_The exercise_
Every line below should be repeated exactly.

** START OF Exercise data **

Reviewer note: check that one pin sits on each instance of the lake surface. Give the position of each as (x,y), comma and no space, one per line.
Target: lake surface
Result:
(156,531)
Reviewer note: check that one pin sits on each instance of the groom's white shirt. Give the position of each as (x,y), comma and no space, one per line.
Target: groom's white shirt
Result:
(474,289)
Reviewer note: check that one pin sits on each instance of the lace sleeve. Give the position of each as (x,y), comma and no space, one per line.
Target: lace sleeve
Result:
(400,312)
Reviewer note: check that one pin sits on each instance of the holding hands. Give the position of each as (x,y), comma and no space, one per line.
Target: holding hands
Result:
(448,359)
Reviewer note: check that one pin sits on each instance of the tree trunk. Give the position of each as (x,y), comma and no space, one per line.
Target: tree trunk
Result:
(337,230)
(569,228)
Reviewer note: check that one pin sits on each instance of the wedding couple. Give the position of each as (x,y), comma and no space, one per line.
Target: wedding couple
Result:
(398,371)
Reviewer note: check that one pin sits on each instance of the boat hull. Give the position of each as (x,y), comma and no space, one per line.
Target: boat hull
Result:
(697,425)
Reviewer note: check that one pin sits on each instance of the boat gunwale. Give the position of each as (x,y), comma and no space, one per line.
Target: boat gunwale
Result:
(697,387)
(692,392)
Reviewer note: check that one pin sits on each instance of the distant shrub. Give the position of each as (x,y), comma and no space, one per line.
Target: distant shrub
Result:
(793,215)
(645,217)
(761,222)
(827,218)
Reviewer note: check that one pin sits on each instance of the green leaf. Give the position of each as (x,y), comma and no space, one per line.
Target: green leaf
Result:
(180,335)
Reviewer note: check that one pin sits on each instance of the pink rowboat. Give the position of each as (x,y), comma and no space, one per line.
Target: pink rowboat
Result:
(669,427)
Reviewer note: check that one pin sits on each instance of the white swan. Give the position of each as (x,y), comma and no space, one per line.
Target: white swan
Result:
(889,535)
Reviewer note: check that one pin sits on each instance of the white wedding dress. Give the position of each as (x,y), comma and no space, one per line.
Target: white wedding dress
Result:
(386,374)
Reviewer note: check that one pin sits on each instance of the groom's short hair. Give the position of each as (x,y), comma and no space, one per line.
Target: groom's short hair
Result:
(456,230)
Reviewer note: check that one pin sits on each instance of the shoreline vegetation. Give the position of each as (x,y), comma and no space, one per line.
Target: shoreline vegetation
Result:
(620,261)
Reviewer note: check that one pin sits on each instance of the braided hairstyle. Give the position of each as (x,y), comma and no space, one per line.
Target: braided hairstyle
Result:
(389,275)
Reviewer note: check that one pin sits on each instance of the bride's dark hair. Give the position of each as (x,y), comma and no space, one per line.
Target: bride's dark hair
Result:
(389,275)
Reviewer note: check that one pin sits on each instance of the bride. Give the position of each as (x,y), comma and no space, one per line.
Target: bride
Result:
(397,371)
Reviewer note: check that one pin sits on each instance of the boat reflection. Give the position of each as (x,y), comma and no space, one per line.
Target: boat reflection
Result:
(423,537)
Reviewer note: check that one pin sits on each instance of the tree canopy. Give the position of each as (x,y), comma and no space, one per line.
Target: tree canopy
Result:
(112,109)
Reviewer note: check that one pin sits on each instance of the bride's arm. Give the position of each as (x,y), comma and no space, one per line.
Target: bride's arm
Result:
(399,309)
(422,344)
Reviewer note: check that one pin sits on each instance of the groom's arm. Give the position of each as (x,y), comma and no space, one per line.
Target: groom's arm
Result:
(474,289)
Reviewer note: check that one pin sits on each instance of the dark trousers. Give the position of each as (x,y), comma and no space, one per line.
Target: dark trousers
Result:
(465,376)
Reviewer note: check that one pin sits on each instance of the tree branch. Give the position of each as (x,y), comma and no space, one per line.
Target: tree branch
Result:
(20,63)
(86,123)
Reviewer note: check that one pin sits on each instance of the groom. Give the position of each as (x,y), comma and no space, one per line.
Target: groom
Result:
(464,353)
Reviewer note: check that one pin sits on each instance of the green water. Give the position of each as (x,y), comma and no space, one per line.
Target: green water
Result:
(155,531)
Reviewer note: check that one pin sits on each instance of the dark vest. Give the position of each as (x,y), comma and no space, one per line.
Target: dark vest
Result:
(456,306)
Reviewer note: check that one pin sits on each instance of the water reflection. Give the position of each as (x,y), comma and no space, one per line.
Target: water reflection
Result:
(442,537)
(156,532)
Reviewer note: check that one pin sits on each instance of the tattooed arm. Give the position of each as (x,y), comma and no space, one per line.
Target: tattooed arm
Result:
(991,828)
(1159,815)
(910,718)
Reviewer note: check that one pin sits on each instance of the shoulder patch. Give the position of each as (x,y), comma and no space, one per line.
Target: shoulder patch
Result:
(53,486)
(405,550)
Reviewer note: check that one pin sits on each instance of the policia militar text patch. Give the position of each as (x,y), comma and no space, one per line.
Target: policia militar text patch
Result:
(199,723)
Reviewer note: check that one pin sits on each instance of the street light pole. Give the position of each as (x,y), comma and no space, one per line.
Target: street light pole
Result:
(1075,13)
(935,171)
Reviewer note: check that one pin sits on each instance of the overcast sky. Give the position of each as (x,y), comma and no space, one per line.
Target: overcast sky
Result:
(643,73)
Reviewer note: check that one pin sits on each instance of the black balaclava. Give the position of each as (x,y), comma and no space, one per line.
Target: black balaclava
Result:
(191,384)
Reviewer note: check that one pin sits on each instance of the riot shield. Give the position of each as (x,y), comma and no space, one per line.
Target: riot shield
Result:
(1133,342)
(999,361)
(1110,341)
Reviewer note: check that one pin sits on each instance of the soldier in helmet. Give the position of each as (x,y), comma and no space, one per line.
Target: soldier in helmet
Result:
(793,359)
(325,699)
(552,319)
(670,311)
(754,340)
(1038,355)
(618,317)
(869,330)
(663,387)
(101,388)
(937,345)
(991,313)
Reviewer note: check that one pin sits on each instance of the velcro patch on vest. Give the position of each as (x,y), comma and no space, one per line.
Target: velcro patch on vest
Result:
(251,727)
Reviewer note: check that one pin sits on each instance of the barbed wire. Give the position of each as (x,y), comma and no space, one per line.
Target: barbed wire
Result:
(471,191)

** END OF Exercise data **

_Result for this exercise_
Reviewer note: check that one pin sits on each instance of the lake surface. Give the position of each as (x,y), comma and no space, one per line.
Target: lake surface
Result:
(156,531)
Reviewer note: check that one pin sits on each instance of the groom's white shirt. Give the position of each as (x,y), comma and no space, one per line.
Target: groom's white shirt
Result:
(474,289)
Reviewer note: check that one pin sits on each instance of the lace sleeve. Give the position of each as (x,y), comma and no space, one per line.
Target: lace sleeve
Result:
(400,312)
Reviewer note: check that one pin sits on each instance of the holding hands. Give the position of each as (x,y), comma and no space, one per line.
Target: holding hands
Result:
(448,359)
Reviewer note: check that one pin sits on each instance of the tree trunk. Give the position of each as (x,y), comma and no space, one per line.
Target: tree trunk
Result:
(337,230)
(569,228)
Reviewer note: check that one pin sits on each instance of the wedding couple. Give the position of each as (x,y), comma and no space, one per line.
Target: wedding couple
Result:
(398,371)
Reviewer note: check that one pin sits on each instance of the boat hull. Give the position of each as (x,y), comma and no space, one per line.
Target: boat hull
Result:
(697,425)
Reviewer note: check that one pin sits on each instance of the boat gunwale. Give the position of each as (x,y), comma and no space, one per line.
Target: boat gunwale
Result:
(697,387)
(692,392)
Reviewer note: check that one pin sits on each instance of the distant shrub. Give the position of each as (x,y), comma and no space, one per line.
Target: distant shrub
Result:
(793,215)
(645,217)
(761,222)
(827,218)
Reviewer note: check that one pin sits on each instance of the green leaf. Give the position of each as (x,y), comma and no space, one per line.
Target: green leaf
Result:
(180,335)
Reviewer note: check that one pin sits on each instance of the pink rowboat. Give the position of each as (x,y), comma and no space, one per line.
Target: pink rowboat
Result:
(669,427)
Reviewer note: check that one pin sits on each instance of the white swan. Give the position of each as (x,y), comma and no space, one per line.
Target: white swan
Result:
(889,535)
Reviewer note: check that one pin sits on each instance of the white wedding dress. Give the position of each as (x,y), comma and no space, one per line.
Target: white wedding dress
Result:
(386,374)
Reviewer note: check that one pin sits on each instance of the groom's short hair. Give the position of each as (x,y), comma and no space, one per line.
Target: groom's short hair
Result:
(456,230)
Reviewer note: check that one pin sits on each instance of the shoreline vegetation. Give the position of each as (x,y), comma and no space, one per line.
Target: shoreline vegetation
Result:
(620,261)
Reviewer note: check that one pin sits on each instance of the braided hairstyle. Give the position of each as (x,y), comma and no space, one per line.
Target: braided hairstyle
Result:
(389,275)
Reviewer note: check that one pin sits on each instance of the bride's dark hair. Give the position of each as (x,y), comma and no space, one per line.
Target: bride's dark hair
Result:
(389,275)
Reviewer note: check that one pin sits on each instance of the bride. Give the position of each as (x,y), comma and no space, one per line.
Target: bride
Result:
(397,371)
Reviewer note: check that one pin sits on each instance of the boat reflection. Give the position of each as (x,y), comma and no space, one per line.
Target: boat reflection
Result:
(423,537)
Reviewer note: check that one pin sits on each instance of the tree canopy. Give the position of each as (x,y), comma and no space, one per line.
Target: tree canopy
Result:
(112,109)
Reviewer note: check that one pin sits on each instance of the bride's arm. Give the position of each as (x,y), comma and no space, one per line.
Target: bride's arm
Result:
(399,309)
(422,344)
Reviewer note: check that one pin sits on each instance of the groom's arm. Give the position of each as (x,y), comma and no space, one per line.
Target: groom's arm
Result:
(474,289)
Reviewer note: check that one pin sits on each instance of the dark trousers. Give the position of each as (x,y), comma and no space, one per line.
Target: dark trousers
Result:
(465,376)
Reviewer note: check that one pin sits on each instance of the tree branch. Give the position of each as (x,y), comma and no space, one per line.
Target: tree branch
Result:
(20,63)
(86,123)
Reviewer note: check that one pin sits on each instance of the groom. Give the position of each as (x,y), comma and no space, one per line.
Target: groom
Result:
(464,353)
Reviewer note: check that one pin sits on each instance of the green water. Give the position of each as (x,y), comma and no space, one per line.
Target: green water
Result:
(155,531)
Reviewer note: check that one pin sits on each instance of the dark vest. Give the position of each as (x,y), comma and no space, one per line.
Target: dark vest
Result:
(456,306)
Reviewer note: check that one pin sits on each instance of the water reflection. Give the position of each as (x,y), comma and no space, one per line.
Target: water reflection
Result:
(442,537)
(156,532)
Reviewer note: check that one pin sits on each instance of the tattooed arm. Give the position of each as (x,y), comma and no space, one per line.
Target: tattooed arm
Result:
(991,828)
(1159,815)
(910,718)
Reviewer note: check that one pin sits on each instance of the shoulder patch. Give the position of each as (x,y), comma and no space, one per line.
Target: shoulder patch
Result:
(53,486)
(405,550)
Reviewer note: check that one pin sits on each instance of the policia militar text patch. Give the position of each as (x,y), comma and no space, one per line.
Target: policia militar text patch
Result:
(199,723)
Reviewer note: check that one pin sits on each instance of the street light pole. Give the position of each as (x,y), comma and no space, one per line.
Target: street light pole
Result:
(1075,13)
(935,171)
Reviewer note: check that one pin sits on each instance of the overcast sky. Give the position of each as (x,y), comma and no space, one per line.
Target: overcast sky
Result:
(643,73)
Reviewer note: check that one pin sits on each instance of the black balaclava. Give the position of each as (x,y), comma and no space, one per line.
Target: black balaclava
Result:
(191,384)
Reviewer note: check that one pin sits on each instance of the riot shield. Give the position of each as (x,y), comma and no space, one per line.
Target: riot shield
Result:
(1133,342)
(999,361)
(1110,341)
Reviewer note: check that one pin sits on each instance of the soldier in helmet. Give the position of each as (x,y), comma and no space, one per line.
Target: soldier in helmet
Result:
(793,359)
(325,699)
(552,319)
(670,311)
(754,340)
(1038,355)
(618,317)
(869,330)
(663,387)
(101,388)
(937,345)
(991,313)
Reviewer note: check that one pin sits on each instance of the velcro patch on vest. Give the position of each as (x,y), comma and no space, one per line.
Target: velcro patch on vest
Result:
(251,727)
Reviewer note: check that one pin sits on each instance of the barbed wire. Give the position of each as (x,y), comma and no space, one per line.
Target: barbed wire
Result:
(471,191)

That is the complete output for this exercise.